What is being asked:
Do these statements agree with the article on the Willogoleche Wind Farm sale? 1. Engie holds 72 per cent of International Power (Australia) Holdings. 2. The Willogoleche wind farm is 50km from the town of Hallett. 3. Natixis owns 52 per cent of Azure Capital. For each, answer yes or no and quote the deciding words of the article.

Selected text:

Global electricity and natural gas provider Engie is believed to be pressing ahead with the sale of its Willogoleche Wind Farm in South Australia, with bids said to be due in the next fortnight.
Although other deals have stalled in the final stages due to the COVID-19 travel restrictions, suitors were able to submit early offers online, with site visits only needed further down the track.
Working on the sale is Azure Capital and its 52 per cent shareholder, French bank Natixis.
Earlier, Engie was hoping to secure about $500m from a sale, and the initial timetable involved indicative bids due in March, but that was before the COVID-19 disruptions.
Parties that were earlier expected to line up for the asset included groups such as AMP Capital, Jemena, First Sentier Investors, Palisade Investment Partners, APA Group, China Resources, Macquarie Infrastructure and Real Assets, First State, UniSuper and Australian Super.
On offer is a stake in International Power (Australia) Holdings, which is a joint venture between 72 per cent shareholder Engie and Mitsui, the owner of the rest.
IPAH owns Willogoleche Wind Farm, but the opportunity for a buyer is not only that asset but also to invest in future projects, buying between 50 per cent and 80 per cent of the platform.
The Willogoleche wind farm, 5km from the town of Hallett, was a $250m project for Engie.
It has 32 turbines with a combined generation capacity of 119 megawatts, enough to power 80,000 houses.
The Engie and Mitsui pipeline of assets will generate 900MW.

Records provided:
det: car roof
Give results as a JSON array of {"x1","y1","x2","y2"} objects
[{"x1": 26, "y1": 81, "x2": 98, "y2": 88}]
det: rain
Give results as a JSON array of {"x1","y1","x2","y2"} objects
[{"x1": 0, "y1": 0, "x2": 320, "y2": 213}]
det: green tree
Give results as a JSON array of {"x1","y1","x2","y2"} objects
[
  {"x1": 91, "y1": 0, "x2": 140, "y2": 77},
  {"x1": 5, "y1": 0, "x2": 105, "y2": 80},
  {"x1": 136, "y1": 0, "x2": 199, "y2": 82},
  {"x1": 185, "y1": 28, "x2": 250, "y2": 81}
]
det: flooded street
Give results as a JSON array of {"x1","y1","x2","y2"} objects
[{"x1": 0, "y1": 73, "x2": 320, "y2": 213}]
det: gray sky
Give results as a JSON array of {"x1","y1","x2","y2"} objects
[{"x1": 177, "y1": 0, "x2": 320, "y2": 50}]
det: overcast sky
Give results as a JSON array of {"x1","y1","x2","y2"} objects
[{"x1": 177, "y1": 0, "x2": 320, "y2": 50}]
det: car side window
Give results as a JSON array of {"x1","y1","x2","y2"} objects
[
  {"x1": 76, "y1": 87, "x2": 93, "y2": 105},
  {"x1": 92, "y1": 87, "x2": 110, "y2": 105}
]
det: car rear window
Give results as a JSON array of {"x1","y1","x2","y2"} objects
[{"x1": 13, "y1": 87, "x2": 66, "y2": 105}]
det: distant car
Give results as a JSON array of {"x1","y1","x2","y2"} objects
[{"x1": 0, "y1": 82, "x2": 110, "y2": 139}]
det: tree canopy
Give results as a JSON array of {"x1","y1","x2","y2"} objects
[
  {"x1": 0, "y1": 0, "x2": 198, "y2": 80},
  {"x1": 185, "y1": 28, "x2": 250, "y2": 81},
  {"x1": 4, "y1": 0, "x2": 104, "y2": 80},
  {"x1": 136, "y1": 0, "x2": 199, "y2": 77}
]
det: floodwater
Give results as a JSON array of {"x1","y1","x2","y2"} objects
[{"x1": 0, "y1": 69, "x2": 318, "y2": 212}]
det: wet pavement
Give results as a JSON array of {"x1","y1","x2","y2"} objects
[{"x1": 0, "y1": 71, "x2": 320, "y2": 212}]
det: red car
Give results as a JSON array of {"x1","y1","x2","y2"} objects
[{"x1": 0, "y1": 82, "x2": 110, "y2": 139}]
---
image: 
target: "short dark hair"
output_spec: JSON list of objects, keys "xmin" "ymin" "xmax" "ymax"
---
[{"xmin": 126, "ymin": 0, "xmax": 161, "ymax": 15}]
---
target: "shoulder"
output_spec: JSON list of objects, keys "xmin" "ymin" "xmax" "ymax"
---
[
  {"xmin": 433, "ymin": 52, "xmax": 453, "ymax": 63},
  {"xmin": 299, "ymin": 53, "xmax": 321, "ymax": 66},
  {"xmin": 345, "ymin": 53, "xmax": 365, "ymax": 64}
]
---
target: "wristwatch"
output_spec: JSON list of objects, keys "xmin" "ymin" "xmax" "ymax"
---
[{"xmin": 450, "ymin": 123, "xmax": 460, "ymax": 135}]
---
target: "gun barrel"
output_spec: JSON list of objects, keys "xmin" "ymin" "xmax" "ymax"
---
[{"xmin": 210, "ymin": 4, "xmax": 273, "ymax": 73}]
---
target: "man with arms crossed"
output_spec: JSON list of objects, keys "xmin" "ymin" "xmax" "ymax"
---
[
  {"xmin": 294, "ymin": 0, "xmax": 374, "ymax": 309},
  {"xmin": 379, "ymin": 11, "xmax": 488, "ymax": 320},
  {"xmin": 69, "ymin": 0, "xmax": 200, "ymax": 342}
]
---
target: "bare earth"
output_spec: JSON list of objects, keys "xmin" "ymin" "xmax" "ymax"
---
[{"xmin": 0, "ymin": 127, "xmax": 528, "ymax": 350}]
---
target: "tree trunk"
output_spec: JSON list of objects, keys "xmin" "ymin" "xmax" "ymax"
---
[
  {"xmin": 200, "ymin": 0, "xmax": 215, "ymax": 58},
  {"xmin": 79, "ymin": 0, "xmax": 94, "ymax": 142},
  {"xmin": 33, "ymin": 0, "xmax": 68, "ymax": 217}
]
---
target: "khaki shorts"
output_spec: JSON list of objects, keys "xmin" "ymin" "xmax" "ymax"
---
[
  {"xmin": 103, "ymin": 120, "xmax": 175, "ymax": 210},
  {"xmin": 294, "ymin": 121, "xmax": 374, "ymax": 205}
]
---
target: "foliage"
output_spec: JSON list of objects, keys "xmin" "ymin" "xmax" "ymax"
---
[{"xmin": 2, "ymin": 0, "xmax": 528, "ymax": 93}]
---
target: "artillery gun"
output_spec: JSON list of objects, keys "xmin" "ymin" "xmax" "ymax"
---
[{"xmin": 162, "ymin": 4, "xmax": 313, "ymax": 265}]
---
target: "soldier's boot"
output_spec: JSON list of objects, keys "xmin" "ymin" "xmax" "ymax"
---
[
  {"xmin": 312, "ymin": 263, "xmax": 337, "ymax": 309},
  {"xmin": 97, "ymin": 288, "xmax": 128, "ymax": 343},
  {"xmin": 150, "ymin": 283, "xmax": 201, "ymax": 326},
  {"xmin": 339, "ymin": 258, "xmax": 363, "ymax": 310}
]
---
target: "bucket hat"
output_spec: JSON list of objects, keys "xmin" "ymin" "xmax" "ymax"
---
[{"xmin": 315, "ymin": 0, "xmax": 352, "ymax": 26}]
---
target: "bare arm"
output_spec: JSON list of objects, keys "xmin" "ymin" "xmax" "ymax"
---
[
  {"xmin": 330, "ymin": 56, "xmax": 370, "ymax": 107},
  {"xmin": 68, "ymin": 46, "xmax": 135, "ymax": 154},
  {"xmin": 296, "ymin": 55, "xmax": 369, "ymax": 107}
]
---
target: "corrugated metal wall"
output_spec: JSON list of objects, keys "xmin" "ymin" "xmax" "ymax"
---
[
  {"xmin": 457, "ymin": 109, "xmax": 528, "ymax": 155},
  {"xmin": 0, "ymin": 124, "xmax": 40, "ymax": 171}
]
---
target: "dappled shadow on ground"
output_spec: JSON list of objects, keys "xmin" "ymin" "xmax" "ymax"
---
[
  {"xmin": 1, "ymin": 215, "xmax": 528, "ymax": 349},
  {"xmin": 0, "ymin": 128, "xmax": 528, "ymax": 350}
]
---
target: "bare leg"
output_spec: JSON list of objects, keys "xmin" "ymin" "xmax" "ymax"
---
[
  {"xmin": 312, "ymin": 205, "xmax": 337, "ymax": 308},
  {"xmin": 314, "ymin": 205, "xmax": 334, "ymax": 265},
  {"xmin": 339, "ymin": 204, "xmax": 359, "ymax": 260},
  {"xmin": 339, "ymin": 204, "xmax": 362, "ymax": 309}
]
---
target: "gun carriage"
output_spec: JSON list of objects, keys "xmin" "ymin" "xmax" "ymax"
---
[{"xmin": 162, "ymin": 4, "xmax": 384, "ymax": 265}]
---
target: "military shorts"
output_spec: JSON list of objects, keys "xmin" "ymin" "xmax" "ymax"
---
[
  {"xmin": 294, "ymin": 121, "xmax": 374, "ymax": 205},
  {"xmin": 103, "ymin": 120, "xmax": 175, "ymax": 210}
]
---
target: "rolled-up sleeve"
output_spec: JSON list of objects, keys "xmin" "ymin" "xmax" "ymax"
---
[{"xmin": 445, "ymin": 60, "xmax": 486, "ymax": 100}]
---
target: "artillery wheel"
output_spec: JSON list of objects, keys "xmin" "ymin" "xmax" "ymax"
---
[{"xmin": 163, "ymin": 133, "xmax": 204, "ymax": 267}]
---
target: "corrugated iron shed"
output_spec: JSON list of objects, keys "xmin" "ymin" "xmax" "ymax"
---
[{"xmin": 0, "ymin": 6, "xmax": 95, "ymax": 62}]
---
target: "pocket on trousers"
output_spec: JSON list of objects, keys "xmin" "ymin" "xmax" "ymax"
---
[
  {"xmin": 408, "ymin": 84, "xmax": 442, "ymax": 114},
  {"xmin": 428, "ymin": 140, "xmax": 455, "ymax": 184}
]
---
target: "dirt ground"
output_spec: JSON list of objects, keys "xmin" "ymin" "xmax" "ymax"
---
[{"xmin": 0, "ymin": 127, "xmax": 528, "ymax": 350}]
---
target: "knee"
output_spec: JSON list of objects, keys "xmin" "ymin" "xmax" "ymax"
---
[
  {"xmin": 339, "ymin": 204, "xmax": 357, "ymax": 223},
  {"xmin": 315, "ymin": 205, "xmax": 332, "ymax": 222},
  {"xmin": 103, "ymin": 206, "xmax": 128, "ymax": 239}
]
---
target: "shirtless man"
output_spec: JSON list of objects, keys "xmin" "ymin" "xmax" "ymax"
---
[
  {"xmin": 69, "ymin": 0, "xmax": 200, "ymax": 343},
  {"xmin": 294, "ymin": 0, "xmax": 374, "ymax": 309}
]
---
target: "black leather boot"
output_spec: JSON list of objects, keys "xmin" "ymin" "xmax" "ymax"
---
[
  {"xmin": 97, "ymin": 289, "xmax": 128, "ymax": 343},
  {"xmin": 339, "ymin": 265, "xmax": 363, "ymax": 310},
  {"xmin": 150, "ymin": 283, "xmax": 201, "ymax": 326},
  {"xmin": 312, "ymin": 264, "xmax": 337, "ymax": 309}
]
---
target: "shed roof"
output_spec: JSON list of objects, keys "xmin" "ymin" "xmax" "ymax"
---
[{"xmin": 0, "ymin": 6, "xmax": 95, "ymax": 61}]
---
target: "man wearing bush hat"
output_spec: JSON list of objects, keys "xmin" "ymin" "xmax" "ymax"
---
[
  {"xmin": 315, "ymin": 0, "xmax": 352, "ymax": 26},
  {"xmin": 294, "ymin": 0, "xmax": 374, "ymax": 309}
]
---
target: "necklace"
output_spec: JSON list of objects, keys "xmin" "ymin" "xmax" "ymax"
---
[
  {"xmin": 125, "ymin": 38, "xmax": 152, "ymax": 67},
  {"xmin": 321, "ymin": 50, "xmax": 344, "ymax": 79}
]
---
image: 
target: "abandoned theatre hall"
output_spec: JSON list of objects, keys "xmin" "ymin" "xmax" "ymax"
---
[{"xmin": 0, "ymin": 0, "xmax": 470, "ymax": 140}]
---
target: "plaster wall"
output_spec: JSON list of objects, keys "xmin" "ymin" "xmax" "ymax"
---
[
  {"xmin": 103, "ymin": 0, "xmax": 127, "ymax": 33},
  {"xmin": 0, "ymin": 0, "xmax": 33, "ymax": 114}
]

Written response:
1. Yes: "a joint venture between 72 per cent shareholder Engie and Mitsui, the owner of the rest."
2. No: "The Willogoleche wind farm, 5km from the town of Hallett"
3. Yes: "Azure Capital and its 52 per cent shareholder, French bank Natixis."